> _What to do_: Substitute "occurrence" for every "instance" throughout the material below, and reproduce it with nothing else changed.

#### Given data ####

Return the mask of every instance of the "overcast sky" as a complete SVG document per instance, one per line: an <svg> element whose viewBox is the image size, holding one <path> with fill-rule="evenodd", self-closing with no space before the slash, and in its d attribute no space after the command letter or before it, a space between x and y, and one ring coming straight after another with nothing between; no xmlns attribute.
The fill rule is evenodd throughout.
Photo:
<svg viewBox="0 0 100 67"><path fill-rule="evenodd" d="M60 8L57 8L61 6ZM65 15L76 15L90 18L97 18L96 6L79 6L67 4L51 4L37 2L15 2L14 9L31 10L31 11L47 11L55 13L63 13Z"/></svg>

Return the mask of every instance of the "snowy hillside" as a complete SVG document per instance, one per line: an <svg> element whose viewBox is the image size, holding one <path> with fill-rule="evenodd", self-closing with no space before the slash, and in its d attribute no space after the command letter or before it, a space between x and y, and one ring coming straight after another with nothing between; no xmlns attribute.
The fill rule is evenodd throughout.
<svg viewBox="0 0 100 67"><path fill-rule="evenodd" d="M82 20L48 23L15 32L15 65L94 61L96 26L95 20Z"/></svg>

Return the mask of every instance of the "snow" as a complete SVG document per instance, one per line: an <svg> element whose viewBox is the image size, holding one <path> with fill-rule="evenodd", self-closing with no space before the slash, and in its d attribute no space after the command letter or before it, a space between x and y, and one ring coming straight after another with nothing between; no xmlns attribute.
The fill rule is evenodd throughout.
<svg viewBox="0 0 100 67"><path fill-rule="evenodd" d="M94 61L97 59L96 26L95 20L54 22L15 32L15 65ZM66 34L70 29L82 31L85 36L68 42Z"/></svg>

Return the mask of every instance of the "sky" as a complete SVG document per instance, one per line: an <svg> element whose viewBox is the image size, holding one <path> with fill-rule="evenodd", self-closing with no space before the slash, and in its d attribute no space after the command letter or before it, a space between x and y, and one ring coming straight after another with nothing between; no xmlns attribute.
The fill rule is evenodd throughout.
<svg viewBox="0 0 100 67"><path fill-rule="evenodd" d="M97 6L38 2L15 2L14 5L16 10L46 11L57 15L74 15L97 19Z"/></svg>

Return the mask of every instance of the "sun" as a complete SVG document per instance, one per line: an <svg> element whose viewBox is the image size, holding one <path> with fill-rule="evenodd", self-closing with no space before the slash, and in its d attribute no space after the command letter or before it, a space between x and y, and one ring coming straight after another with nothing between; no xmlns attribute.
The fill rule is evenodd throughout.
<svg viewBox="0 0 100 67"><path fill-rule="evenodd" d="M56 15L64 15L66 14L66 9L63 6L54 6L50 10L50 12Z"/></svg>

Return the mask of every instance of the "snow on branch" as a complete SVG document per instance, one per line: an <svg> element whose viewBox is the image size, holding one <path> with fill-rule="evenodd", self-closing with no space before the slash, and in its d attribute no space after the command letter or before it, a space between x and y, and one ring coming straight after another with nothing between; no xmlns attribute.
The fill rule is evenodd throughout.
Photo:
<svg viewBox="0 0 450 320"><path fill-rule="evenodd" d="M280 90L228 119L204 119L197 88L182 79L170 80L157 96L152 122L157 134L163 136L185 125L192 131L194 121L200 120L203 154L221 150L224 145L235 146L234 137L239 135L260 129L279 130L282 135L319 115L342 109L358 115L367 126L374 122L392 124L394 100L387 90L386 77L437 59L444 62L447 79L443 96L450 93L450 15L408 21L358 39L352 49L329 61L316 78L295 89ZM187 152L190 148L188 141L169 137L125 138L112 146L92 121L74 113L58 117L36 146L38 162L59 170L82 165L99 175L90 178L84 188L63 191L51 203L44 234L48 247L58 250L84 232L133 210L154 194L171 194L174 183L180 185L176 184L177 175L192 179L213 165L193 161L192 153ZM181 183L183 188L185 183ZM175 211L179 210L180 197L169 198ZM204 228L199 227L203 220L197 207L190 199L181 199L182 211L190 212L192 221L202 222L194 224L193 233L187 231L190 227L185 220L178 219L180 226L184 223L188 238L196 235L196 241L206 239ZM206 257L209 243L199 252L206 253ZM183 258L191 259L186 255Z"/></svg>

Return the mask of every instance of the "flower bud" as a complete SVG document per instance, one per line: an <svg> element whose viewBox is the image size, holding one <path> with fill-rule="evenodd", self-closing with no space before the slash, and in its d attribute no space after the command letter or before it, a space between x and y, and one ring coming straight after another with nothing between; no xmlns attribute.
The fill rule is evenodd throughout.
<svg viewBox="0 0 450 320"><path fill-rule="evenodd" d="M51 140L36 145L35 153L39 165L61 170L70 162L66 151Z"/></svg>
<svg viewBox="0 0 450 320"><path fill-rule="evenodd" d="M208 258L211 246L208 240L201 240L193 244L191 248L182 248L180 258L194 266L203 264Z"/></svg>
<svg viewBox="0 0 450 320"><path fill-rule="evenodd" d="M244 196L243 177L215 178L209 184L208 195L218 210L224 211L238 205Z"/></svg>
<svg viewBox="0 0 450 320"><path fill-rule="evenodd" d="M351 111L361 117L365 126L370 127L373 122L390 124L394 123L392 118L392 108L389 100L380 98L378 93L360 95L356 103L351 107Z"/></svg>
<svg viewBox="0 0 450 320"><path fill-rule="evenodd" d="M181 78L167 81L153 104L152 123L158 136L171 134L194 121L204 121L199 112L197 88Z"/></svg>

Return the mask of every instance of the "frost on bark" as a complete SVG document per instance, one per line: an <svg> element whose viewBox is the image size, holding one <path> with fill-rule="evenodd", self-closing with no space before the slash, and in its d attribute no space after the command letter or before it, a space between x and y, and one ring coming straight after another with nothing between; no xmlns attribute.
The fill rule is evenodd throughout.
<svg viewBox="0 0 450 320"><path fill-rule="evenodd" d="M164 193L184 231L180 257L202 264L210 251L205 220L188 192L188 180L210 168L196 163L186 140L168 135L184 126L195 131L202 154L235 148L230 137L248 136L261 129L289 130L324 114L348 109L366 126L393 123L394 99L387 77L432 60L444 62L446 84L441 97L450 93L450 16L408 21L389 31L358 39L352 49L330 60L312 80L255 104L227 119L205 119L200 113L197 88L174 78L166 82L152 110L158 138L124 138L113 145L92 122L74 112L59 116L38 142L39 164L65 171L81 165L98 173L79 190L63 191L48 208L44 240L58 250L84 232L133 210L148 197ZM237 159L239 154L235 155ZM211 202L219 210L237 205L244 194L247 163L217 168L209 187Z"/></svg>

####

> _In response_:
Return the mask of every occurrence of the "overcast sky" as a complete SVG document per occurrence, one per line: an <svg> element whose viewBox is the image size, holding one <path> with fill-rule="evenodd", self-closing with no space before the slash, and in its d attribute no space after the command letter or before it, a space between x and y, and one ring coming straight after another with nothing between; no xmlns attribute.
The fill rule is evenodd throughout.
Photo:
<svg viewBox="0 0 100 67"><path fill-rule="evenodd" d="M60 8L57 8L61 6ZM65 15L76 15L90 18L97 18L96 6L79 6L67 4L51 4L37 2L15 2L14 9L31 10L31 11L47 11L55 13L63 13Z"/></svg>

Return the mask of every occurrence of the "snowy hillside" as a complete SVG document per occurrence, one per line: an <svg> element whose viewBox is the image size, holding one <path> with fill-rule="evenodd", self-closing with no space before the slash, and in its d attribute no space after the command letter or before it, a space between x and y, and one ring coming straight after another with nothing between; no xmlns attribute.
The fill rule is evenodd throughout.
<svg viewBox="0 0 100 67"><path fill-rule="evenodd" d="M82 20L48 23L15 32L15 65L94 61L96 26L95 20Z"/></svg>

Return the mask of every occurrence of the "snow" as a complete SVG document per occurrence, one per line: an <svg> element whose viewBox is the image size, holding one <path> with fill-rule="evenodd", self-closing with no space before the slash, and in its d attribute no space after the command letter or before it, a space between x and y, and one ring coming straight after another with nothing between; no xmlns attribute.
The fill rule is evenodd throughout.
<svg viewBox="0 0 100 67"><path fill-rule="evenodd" d="M94 61L97 59L96 26L95 20L54 22L15 32L15 65ZM66 34L70 29L82 31L85 36L68 42Z"/></svg>

Return the mask of every occurrence of the "sky" as a complete SVG document per occurrence, one per line: an <svg> element whose viewBox is the image size, holding one <path> with fill-rule="evenodd", self-closing with no space before the slash, and in its d attribute no space after the command letter or before it, a space between x and y, and one ring coming straight after another with nothing between; no xmlns attribute.
The fill rule is evenodd throughout.
<svg viewBox="0 0 100 67"><path fill-rule="evenodd" d="M97 6L38 2L15 2L14 5L16 10L46 11L57 15L74 15L97 19Z"/></svg>

Return the mask of every occurrence of the "sun" as a complete SVG document per occurrence, one per line: an <svg> element whose viewBox is the image size, holding one <path> with fill-rule="evenodd", self-closing with no space before the slash, and in its d attribute no space after the command letter or before it, a space between x and y, and one ring coming straight after another with nothing between; no xmlns attribute.
The fill rule is evenodd throughout.
<svg viewBox="0 0 100 67"><path fill-rule="evenodd" d="M56 15L64 15L66 14L66 9L63 6L54 6L50 10L50 12Z"/></svg>

Return the mask of every occurrence of the "snow on branch" as a complete SVG document per occurrence, one per line: an <svg> element whose viewBox is the image size, holding one <path> with fill-rule="evenodd", self-closing with no space before the slash, and in its d attribute no space after the command letter or before it, a space between x and y, and one ring coming straight after another with nothing between; no xmlns attribute.
The fill rule is evenodd throughout.
Photo:
<svg viewBox="0 0 450 320"><path fill-rule="evenodd" d="M280 90L228 119L204 119L197 88L182 79L170 80L157 96L152 122L157 134L163 136L185 125L192 131L194 121L200 120L203 154L221 150L224 145L235 146L234 137L239 135L260 129L279 130L282 135L319 115L342 109L358 115L367 126L374 122L392 124L394 100L387 90L386 77L437 59L444 62L447 79L443 96L450 93L450 15L408 21L358 39L352 49L329 61L316 78L295 89ZM187 152L190 148L188 141L169 137L125 138L112 146L92 121L74 113L58 117L36 146L38 162L59 170L82 165L99 175L90 178L84 188L63 191L51 203L44 234L48 247L58 250L84 232L133 210L154 194L171 194L174 183L180 185L176 184L177 175L192 179L213 165L193 161L192 153ZM181 183L183 188L185 183ZM175 211L179 210L180 197L169 198ZM204 228L199 227L203 220L197 207L190 199L181 199L182 211L190 212L192 221L202 222L194 224L193 233L187 231L190 227L185 220L178 219L180 226L184 223L188 238L196 235L196 241L206 239ZM206 257L209 243L199 252L206 253ZM183 258L191 259L186 255Z"/></svg>

Return the mask of every occurrence of the "flower bud" as a complete SVG document per occurrence, one per line: an <svg> element whose viewBox is the image size, holding one <path> with fill-rule="evenodd", self-closing with no space before the slash, and in its d attribute no space after the command letter or before it, a space between x and y, and one ring coming straight after another with nothing between; no xmlns attribute.
The fill rule is evenodd throughout.
<svg viewBox="0 0 450 320"><path fill-rule="evenodd" d="M51 140L36 145L35 153L39 165L61 170L70 162L66 151Z"/></svg>
<svg viewBox="0 0 450 320"><path fill-rule="evenodd" d="M208 258L211 246L208 240L201 240L193 244L191 248L182 248L180 258L194 266L203 264Z"/></svg>
<svg viewBox="0 0 450 320"><path fill-rule="evenodd" d="M244 196L243 177L215 178L209 184L208 195L218 210L224 211L238 205Z"/></svg>
<svg viewBox="0 0 450 320"><path fill-rule="evenodd" d="M351 111L361 117L365 126L370 127L373 122L390 124L394 123L392 118L392 108L389 100L380 98L378 93L360 95L356 103L351 107Z"/></svg>
<svg viewBox="0 0 450 320"><path fill-rule="evenodd" d="M181 78L167 81L153 104L152 123L158 136L171 134L194 121L204 121L199 112L197 88Z"/></svg>

Return the mask of every occurrence of the "frost on bark" as a complete SVG document per occurrence, one per line: an <svg> element whose viewBox is the image size, holding one <path> with fill-rule="evenodd", self-closing with no space before the slash, and in its d attribute no space after the command letter or before it, a space between x and y, and one ring coming straight after another with nothing between; no xmlns attribute.
The fill rule is evenodd throughout.
<svg viewBox="0 0 450 320"><path fill-rule="evenodd" d="M164 193L184 231L180 257L202 264L210 251L205 220L188 192L188 180L210 168L196 163L186 140L168 135L184 126L195 131L202 154L235 148L230 137L248 136L261 129L289 130L324 114L348 109L366 126L393 123L394 99L387 77L432 60L444 62L446 84L441 97L450 93L450 16L408 21L389 31L358 39L352 49L330 60L312 80L255 104L227 119L205 119L200 113L197 88L174 78L166 82L152 110L158 138L124 138L113 145L92 122L74 112L59 116L38 142L39 164L65 171L81 165L98 173L79 190L63 191L48 208L44 240L58 250L84 232L133 210L148 197ZM237 159L239 154L235 155ZM211 202L219 210L237 205L244 194L247 163L217 168L209 187Z"/></svg>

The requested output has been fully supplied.